┏━━

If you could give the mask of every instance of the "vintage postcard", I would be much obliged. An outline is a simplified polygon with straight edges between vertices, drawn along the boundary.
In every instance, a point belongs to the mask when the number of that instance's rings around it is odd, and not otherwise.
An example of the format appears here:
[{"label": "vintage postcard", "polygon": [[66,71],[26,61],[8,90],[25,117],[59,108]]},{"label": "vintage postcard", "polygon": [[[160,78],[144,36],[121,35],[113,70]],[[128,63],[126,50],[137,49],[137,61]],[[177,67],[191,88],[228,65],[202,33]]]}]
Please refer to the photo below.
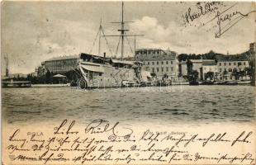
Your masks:
[{"label": "vintage postcard", "polygon": [[255,2],[2,1],[2,164],[256,164]]}]

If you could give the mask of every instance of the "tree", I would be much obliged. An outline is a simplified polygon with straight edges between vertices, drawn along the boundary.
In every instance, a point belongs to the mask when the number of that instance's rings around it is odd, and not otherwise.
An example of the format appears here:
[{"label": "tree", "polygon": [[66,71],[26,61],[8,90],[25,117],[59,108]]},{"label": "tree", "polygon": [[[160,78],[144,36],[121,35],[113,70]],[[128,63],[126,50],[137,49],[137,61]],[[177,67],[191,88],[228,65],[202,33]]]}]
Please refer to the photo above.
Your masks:
[{"label": "tree", "polygon": [[192,70],[188,75],[188,81],[197,82],[197,80],[198,79],[198,74],[199,73],[197,70]]},{"label": "tree", "polygon": [[213,78],[214,78],[214,73],[213,72],[207,72],[206,74],[205,74],[205,79],[207,79],[207,78],[210,78],[210,80],[212,80]]},{"label": "tree", "polygon": [[190,59],[187,61],[187,75],[189,75],[193,70],[193,64]]},{"label": "tree", "polygon": [[50,78],[51,78],[51,73],[49,70],[47,70],[47,73],[45,74],[45,82],[46,83],[50,82],[50,79],[51,79]]}]

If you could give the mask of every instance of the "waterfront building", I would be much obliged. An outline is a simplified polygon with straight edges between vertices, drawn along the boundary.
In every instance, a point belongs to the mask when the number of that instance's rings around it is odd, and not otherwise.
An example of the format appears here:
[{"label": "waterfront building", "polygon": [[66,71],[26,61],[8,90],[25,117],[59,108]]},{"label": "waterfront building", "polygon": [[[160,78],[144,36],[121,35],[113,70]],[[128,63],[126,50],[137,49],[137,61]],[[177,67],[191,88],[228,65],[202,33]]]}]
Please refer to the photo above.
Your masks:
[{"label": "waterfront building", "polygon": [[187,61],[181,61],[178,63],[178,73],[181,77],[187,76]]},{"label": "waterfront building", "polygon": [[192,69],[198,72],[198,78],[205,80],[207,73],[216,73],[216,63],[213,59],[191,59]]},{"label": "waterfront building", "polygon": [[135,51],[135,60],[144,62],[143,69],[149,71],[151,75],[162,78],[178,78],[178,61],[176,52],[169,49],[140,49]]},{"label": "waterfront building", "polygon": [[249,44],[249,50],[256,51],[256,43],[255,42]]},{"label": "waterfront building", "polygon": [[41,63],[37,68],[38,76],[44,75],[47,71],[53,73],[64,73],[76,68],[79,55],[54,57]]},{"label": "waterfront building", "polygon": [[217,57],[217,70],[220,76],[220,80],[235,80],[235,78],[232,73],[236,71],[244,71],[245,75],[240,77],[240,79],[249,79],[245,69],[249,68],[248,59],[227,56],[221,58]]}]

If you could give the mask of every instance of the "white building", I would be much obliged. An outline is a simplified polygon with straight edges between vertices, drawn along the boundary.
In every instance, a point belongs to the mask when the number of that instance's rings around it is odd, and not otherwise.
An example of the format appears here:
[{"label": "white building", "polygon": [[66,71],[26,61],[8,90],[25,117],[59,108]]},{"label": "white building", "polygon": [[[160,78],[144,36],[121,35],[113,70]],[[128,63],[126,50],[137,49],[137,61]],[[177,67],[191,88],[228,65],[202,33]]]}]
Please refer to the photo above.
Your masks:
[{"label": "white building", "polygon": [[162,78],[164,75],[168,78],[178,77],[178,61],[176,52],[169,50],[140,49],[136,50],[135,60],[144,62],[143,68],[158,78]]}]

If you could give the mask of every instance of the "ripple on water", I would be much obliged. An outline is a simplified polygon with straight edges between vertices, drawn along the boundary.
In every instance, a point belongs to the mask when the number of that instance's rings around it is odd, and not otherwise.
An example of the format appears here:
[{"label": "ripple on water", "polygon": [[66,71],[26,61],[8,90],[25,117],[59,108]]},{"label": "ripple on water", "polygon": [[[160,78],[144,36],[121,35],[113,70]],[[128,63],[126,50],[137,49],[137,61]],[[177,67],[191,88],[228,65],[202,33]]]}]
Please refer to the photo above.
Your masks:
[{"label": "ripple on water", "polygon": [[255,120],[254,87],[248,86],[186,86],[183,92],[172,93],[144,92],[143,88],[130,92],[107,89],[102,93],[31,87],[2,89],[2,119],[12,123],[58,120],[71,115],[84,122],[105,117],[124,125],[128,119],[129,123],[165,120],[165,124]]}]

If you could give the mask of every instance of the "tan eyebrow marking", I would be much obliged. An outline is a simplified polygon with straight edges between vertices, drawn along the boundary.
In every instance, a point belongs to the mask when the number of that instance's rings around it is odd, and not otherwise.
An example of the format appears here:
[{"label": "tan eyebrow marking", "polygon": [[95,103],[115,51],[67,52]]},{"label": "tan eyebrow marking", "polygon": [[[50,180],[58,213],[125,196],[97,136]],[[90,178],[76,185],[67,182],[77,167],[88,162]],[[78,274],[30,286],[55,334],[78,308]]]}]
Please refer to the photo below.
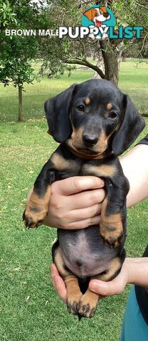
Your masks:
[{"label": "tan eyebrow marking", "polygon": [[85,99],[85,104],[90,104],[90,99],[89,97],[86,97]]},{"label": "tan eyebrow marking", "polygon": [[107,105],[107,109],[108,110],[110,110],[110,109],[112,108],[112,103],[108,103]]}]

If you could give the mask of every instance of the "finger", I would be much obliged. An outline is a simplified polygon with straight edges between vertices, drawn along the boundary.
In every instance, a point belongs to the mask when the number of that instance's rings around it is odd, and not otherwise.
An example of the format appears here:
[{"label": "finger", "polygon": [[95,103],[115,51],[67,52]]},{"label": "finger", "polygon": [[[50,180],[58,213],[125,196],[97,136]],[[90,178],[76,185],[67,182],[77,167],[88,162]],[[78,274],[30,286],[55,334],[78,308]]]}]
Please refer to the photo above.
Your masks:
[{"label": "finger", "polygon": [[[65,228],[66,229],[85,229],[91,225],[99,225],[100,222],[100,215],[85,219],[80,222],[70,222]],[[64,227],[63,227],[64,229]]]},{"label": "finger", "polygon": [[100,214],[101,204],[93,205],[90,207],[81,210],[73,210],[70,211],[70,220],[75,222],[83,220],[84,219],[92,218]]},{"label": "finger", "polygon": [[66,288],[63,280],[58,274],[55,264],[51,264],[51,278],[55,289],[58,291],[58,293],[63,302],[65,303],[67,300]]},{"label": "finger", "polygon": [[83,190],[102,188],[104,182],[95,176],[74,176],[53,183],[51,185],[51,193],[58,191],[63,195],[78,193]]},{"label": "finger", "polygon": [[68,197],[68,207],[70,210],[89,207],[93,205],[102,202],[105,199],[105,190],[102,188],[74,194],[73,196]]},{"label": "finger", "polygon": [[90,281],[89,288],[92,291],[103,296],[110,296],[112,295],[118,295],[125,287],[124,278],[121,278],[120,275],[109,282],[104,282],[93,279]]}]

┗━━

PROBLEM DETAILS:
Transcribe the records above exactly, omitting every picture they contain.

RESPONSE:
If you could give the mask of every instance of the "vintage postcard", I would be much obliged. An outline is a simplified polygon with straight edges between vertices, drawn along the boundary.
In every instance, a point belongs to the mask when the number of that instance's rings around it is odd, and not otherwise.
An example of the format appears here:
[{"label": "vintage postcard", "polygon": [[66,71],[26,61],[8,90],[25,117],[59,108]]},{"label": "vintage postcard", "polygon": [[[160,78],[144,36],[121,35],[113,70]],[[128,63],[126,50],[137,49],[137,61]],[[177,67],[191,88],[228,65],[202,33]]]}]
Please refer to the photo below.
Your masks:
[{"label": "vintage postcard", "polygon": [[255,2],[2,1],[2,164],[256,164]]}]

If you could give the mask of every instance of the "tree", I would be much obliged. An outline is a simplified polygon with straight edges between vertices, drawn along the boundary.
In every instance, a point belongs to the mask when the number of that instance's rings around it is odd, and not otherwise.
An example of the format appears here:
[{"label": "tree", "polygon": [[66,71],[26,61],[8,90],[25,117],[59,108]]},{"label": "tree", "polygon": [[[160,78],[144,36],[121,35],[113,70]],[[128,63],[126,50],[137,49],[137,61]],[[177,67],[191,88],[228,65],[202,33]]]}]
Please refer to the photo above.
Your masks:
[{"label": "tree", "polygon": [[192,70],[188,75],[188,81],[197,82],[197,80],[198,79],[198,74],[199,73],[197,70]]},{"label": "tree", "polygon": [[213,78],[214,78],[214,73],[213,72],[207,72],[206,74],[205,74],[205,79],[207,79],[207,78],[210,78],[210,80],[212,80]]},{"label": "tree", "polygon": [[190,59],[187,61],[187,75],[189,75],[193,70],[193,64]]},{"label": "tree", "polygon": [[50,78],[51,78],[51,73],[49,70],[47,70],[47,73],[45,74],[45,82],[46,83],[50,82],[50,79],[51,79]]}]

If you could give the mask of every instance of the "waterfront building", I would be much obliged. An outline is a simplified polygon with straight edges between vertices, drawn along the boundary.
In every instance, a point belongs to the mask when the number of that instance's rings around it is odd, and not otherwise.
An example of the format appears here:
[{"label": "waterfront building", "polygon": [[66,71],[26,61],[8,90],[25,117],[59,108]]},{"label": "waterfront building", "polygon": [[[160,78],[144,36],[121,35],[113,70]],[[128,63],[126,50],[137,49],[137,61]],[[177,67],[191,88],[228,65],[202,33]]]}]
Please refer to the photo above.
Your masks:
[{"label": "waterfront building", "polygon": [[187,61],[181,61],[178,63],[178,73],[181,77],[187,76]]},{"label": "waterfront building", "polygon": [[192,69],[198,72],[198,78],[205,80],[207,73],[216,73],[216,63],[213,59],[191,59]]},{"label": "waterfront building", "polygon": [[135,51],[135,60],[144,62],[143,69],[149,71],[151,75],[162,78],[178,78],[178,61],[176,52],[169,49],[140,49]]},{"label": "waterfront building", "polygon": [[249,44],[249,50],[256,51],[256,43],[255,42]]},{"label": "waterfront building", "polygon": [[41,63],[37,68],[38,76],[44,75],[47,71],[53,73],[64,73],[76,68],[79,55],[54,57]]},{"label": "waterfront building", "polygon": [[217,57],[217,70],[220,76],[220,80],[235,80],[235,78],[232,73],[236,71],[244,71],[245,75],[240,77],[240,79],[249,79],[245,69],[249,68],[248,59],[227,56],[221,58]]}]

If you could give the mask of every instance of the "white building", I would be much obliged. An outline is a simplified polygon with straight edges between vertices, drawn along the boundary.
In every instance, a point belongs to the mask when the number of that instance's rings around it is odd, and not otherwise.
An example of the format appears here:
[{"label": "white building", "polygon": [[66,71],[26,61],[8,90],[25,117],[59,108]]},{"label": "white building", "polygon": [[[160,78],[144,36],[121,35],[113,70]],[[128,63],[126,50],[137,49],[137,61]],[[177,67],[191,88],[228,65],[202,33]]]}]
Please refer to the photo above.
Your masks:
[{"label": "white building", "polygon": [[162,78],[164,75],[168,78],[178,77],[178,61],[176,52],[169,50],[140,49],[136,50],[135,60],[144,62],[143,68],[158,78]]}]

If you could give the mask of every instance of the "ripple on water", I would be much obliged. An outline is a simplified polygon with straight edges between vertices, drawn along the boundary.
In every instance, a point belongs to the mask when the number of that instance's rings around it is odd, and not otherwise.
An example of the format appears here:
[{"label": "ripple on water", "polygon": [[66,71],[26,61],[8,90],[25,117],[59,108]]},{"label": "ripple on water", "polygon": [[[160,78],[144,36],[121,35],[113,70]],[[128,63],[126,50],[137,49],[137,61]],[[177,67],[191,88],[228,65],[202,33]]]}]
Please refer to the photo above.
Your masks:
[{"label": "ripple on water", "polygon": [[255,120],[254,87],[248,86],[186,86],[183,92],[172,93],[144,92],[143,88],[130,92],[107,89],[102,93],[31,87],[2,89],[2,119],[12,123],[58,120],[71,115],[84,122],[105,117],[124,125],[128,119],[129,123],[165,120],[165,124]]}]

If you could give the mask of every instance of the "tan eyebrow marking", I would be much obliged. An outline is a simplified polygon with straight edges between vertices, drawn along the boundary.
In every instance, a point belongs to the mask when the number of that instance's rings around it is odd, and not otherwise.
An example of the format appears here:
[{"label": "tan eyebrow marking", "polygon": [[95,103],[115,51],[67,52]]},{"label": "tan eyebrow marking", "polygon": [[[50,180],[58,213],[125,196],[97,136]],[[90,178],[76,185],[67,182],[77,167],[88,162]],[[78,274],[30,286],[55,334],[78,308]]]}]
Please refer to the photo below.
Your masks:
[{"label": "tan eyebrow marking", "polygon": [[85,99],[85,104],[90,104],[90,99],[89,97],[86,97]]},{"label": "tan eyebrow marking", "polygon": [[107,105],[107,109],[108,110],[110,110],[110,109],[112,108],[112,103],[108,103]]}]

If you could give the mask of every instance of the "finger", I would be much obliged. An outline is a simplified polygon with straight edges between vertices, drawn along the boundary.
In every instance, a point belongs to the mask when the number of that instance's rings around it is odd, and not otherwise.
An example of the format appears here:
[{"label": "finger", "polygon": [[95,103],[115,51],[67,52]]},{"label": "finger", "polygon": [[[50,180],[58,213],[125,196],[97,136]],[[90,178],[76,185],[67,182],[77,167],[88,162]],[[78,274],[30,286],[55,334],[78,308]]]}]
Please refer to the photo above.
Your masks:
[{"label": "finger", "polygon": [[[65,228],[66,229],[85,229],[91,225],[99,225],[100,222],[100,215],[85,219],[80,222],[70,222]],[[64,227],[63,227],[64,229]]]},{"label": "finger", "polygon": [[100,214],[101,204],[93,205],[90,207],[81,210],[73,210],[70,211],[70,220],[75,222],[83,220],[84,219],[92,218]]},{"label": "finger", "polygon": [[66,288],[63,280],[58,274],[55,264],[51,264],[51,278],[55,289],[58,291],[58,293],[63,302],[65,303],[67,300]]},{"label": "finger", "polygon": [[83,190],[102,188],[104,182],[95,176],[74,176],[53,183],[51,185],[51,193],[58,191],[63,195],[78,193]]},{"label": "finger", "polygon": [[68,197],[68,207],[70,210],[89,207],[93,205],[102,202],[105,199],[105,190],[102,188],[74,194],[73,196]]},{"label": "finger", "polygon": [[90,281],[89,288],[92,291],[103,296],[110,296],[112,295],[118,295],[125,287],[124,278],[121,278],[120,275],[109,282],[104,282],[93,279]]}]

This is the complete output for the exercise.